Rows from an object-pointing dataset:
....................

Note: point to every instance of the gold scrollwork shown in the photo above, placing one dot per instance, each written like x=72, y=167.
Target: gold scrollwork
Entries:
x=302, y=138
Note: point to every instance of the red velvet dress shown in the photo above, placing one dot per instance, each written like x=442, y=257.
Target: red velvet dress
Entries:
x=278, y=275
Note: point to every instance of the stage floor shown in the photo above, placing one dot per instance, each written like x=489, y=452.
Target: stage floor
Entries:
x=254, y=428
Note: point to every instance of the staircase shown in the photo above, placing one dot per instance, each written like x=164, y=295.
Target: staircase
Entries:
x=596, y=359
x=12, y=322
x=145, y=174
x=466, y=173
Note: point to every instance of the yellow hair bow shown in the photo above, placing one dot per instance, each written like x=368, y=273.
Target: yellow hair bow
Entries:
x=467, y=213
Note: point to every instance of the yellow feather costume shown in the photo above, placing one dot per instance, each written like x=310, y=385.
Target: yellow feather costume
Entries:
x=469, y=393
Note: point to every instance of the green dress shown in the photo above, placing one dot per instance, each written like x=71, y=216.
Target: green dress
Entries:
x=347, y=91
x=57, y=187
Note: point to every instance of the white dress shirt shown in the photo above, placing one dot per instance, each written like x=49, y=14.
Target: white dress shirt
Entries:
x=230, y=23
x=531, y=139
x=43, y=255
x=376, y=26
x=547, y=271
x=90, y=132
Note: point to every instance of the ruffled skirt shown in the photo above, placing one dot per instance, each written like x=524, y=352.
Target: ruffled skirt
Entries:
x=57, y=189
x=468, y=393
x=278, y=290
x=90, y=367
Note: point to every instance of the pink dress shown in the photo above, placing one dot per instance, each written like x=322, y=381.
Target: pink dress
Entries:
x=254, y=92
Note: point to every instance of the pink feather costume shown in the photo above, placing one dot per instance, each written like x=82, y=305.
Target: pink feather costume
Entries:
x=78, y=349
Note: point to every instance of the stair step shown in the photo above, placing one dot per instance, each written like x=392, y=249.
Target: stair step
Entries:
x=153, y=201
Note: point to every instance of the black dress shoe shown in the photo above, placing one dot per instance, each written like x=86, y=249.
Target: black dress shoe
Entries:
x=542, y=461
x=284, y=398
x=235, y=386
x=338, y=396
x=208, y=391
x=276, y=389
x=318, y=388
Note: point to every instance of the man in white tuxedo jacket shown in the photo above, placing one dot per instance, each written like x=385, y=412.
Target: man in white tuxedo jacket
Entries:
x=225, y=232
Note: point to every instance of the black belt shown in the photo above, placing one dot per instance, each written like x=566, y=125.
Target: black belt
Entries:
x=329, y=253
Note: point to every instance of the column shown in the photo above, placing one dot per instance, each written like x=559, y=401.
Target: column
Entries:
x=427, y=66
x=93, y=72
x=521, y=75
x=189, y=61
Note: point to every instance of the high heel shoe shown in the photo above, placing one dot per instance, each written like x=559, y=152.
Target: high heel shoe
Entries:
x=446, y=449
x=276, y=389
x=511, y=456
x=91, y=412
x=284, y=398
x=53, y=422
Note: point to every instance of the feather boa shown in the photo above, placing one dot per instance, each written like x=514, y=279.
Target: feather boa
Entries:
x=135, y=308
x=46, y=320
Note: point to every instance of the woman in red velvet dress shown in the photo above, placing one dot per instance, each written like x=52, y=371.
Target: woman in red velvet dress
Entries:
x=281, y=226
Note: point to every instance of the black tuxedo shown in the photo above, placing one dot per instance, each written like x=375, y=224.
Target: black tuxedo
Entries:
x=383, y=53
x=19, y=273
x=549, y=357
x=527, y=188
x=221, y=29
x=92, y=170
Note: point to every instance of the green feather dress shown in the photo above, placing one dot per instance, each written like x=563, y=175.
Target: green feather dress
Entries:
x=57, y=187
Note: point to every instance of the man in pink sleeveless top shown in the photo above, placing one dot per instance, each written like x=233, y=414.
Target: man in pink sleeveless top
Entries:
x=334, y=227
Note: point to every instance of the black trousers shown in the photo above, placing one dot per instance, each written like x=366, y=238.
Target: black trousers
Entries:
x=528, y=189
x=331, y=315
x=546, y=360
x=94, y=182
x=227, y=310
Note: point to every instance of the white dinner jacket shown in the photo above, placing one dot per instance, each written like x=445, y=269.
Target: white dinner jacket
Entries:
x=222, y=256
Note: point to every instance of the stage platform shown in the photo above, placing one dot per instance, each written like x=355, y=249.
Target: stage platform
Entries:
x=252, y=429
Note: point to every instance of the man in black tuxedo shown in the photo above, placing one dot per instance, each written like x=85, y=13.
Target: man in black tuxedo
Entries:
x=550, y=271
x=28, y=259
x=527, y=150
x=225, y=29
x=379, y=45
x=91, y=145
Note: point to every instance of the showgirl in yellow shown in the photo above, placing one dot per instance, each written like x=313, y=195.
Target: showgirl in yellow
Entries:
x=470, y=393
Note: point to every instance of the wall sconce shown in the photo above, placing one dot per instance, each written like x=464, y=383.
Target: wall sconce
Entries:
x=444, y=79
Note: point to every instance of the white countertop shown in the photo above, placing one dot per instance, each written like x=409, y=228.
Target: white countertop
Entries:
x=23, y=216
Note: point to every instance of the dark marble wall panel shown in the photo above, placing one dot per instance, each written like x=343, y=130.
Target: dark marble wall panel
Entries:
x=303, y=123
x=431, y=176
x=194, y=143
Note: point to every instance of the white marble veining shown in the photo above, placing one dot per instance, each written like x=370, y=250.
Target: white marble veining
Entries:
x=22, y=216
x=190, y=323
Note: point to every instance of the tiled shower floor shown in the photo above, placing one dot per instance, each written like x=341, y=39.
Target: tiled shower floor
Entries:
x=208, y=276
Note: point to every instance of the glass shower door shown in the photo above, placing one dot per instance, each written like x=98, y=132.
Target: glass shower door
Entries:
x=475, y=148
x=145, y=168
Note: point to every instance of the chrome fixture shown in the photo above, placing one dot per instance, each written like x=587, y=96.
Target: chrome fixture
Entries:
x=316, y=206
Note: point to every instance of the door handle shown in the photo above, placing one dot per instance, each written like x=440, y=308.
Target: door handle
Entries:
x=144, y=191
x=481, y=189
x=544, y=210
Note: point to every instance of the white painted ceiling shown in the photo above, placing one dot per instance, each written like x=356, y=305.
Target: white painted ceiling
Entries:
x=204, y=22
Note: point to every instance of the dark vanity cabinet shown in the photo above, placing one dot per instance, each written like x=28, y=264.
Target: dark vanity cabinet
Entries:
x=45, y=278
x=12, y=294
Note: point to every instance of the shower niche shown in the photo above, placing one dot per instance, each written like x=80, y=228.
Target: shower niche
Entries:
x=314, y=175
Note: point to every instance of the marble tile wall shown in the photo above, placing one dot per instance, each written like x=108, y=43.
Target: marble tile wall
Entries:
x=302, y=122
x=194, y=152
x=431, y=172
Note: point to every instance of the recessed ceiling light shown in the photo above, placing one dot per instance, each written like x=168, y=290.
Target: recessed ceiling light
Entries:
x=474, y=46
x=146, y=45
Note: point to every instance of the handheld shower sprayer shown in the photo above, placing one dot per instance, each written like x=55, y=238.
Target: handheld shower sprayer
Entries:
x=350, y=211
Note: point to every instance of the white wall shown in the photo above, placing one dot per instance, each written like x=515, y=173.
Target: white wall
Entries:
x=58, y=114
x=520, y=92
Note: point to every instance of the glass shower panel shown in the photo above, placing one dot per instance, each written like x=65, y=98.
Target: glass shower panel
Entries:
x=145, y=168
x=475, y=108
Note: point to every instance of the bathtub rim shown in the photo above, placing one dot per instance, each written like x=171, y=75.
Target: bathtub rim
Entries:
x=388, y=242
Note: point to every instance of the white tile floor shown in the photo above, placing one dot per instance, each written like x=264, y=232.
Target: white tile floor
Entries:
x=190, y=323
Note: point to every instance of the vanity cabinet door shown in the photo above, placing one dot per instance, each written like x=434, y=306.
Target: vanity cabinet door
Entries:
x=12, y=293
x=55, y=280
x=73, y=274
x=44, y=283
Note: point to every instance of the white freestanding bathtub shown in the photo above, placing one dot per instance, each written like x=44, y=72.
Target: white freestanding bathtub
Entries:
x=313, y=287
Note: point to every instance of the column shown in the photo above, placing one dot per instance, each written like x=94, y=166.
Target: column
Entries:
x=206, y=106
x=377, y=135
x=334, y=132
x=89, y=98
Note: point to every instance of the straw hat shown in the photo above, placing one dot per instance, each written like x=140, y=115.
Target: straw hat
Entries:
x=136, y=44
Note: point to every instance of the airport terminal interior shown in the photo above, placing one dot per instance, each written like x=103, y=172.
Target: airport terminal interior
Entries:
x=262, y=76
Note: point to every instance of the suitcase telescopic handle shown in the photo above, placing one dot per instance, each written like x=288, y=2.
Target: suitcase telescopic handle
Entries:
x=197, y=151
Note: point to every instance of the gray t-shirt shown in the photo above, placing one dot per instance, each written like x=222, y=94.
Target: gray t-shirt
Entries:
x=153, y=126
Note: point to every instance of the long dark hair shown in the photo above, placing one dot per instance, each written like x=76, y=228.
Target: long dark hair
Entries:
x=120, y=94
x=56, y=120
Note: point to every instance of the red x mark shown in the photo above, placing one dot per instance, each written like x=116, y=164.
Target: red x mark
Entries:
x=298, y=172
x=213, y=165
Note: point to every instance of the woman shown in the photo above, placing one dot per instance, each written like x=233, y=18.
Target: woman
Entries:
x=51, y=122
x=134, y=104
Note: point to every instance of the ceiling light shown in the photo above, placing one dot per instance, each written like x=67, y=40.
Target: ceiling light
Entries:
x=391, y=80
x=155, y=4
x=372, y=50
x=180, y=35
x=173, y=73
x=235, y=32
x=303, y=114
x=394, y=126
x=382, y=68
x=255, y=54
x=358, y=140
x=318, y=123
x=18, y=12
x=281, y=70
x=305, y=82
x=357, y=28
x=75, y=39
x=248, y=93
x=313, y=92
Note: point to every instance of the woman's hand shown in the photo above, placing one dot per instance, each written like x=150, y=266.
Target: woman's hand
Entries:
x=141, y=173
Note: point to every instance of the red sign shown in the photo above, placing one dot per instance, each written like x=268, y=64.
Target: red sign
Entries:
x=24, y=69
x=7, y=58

....................

TASK =>
Output as a JSON list of strings, one per line with blank lines omitted, everything from the line containing "Note: point to every instance of the airport" down to the line containing "x=134, y=104", both included.

TASK RESULT =>
[
  "Note: point to every instance of the airport terminal interior shown in the photo above, placing one dot per instance, each written like x=103, y=172.",
  "Target: airport terminal interior",
  "Entries:",
  "x=262, y=76",
  "Note: point to every instance of the suitcase telescopic handle shown in the photo above, placing one dot per instance, each written like x=288, y=2.",
  "Target: suitcase telescopic handle",
  "Entries:",
  "x=197, y=151",
  "Note: point to every instance of the gray t-shirt shown in the photo above, placing one dot per instance, each written like x=222, y=94.",
  "Target: gray t-shirt",
  "Entries:",
  "x=153, y=126",
  "Note: point to every instance of the long dark hair shown in the photo above, placing one dot per instance, each written like x=76, y=228.",
  "Target: long dark hair",
  "Entries:",
  "x=120, y=94",
  "x=56, y=120",
  "Note: point to every instance of the red x mark shown in the photo above, placing one dot per instance, each written like x=116, y=164.",
  "Target: red x mark",
  "Entries:",
  "x=298, y=172",
  "x=213, y=165",
  "Note: point to every instance of the woman shown in the photo above, placing one dot per instance, each written like x=233, y=18.",
  "Target: woman",
  "Entries:",
  "x=51, y=122",
  "x=134, y=104"
]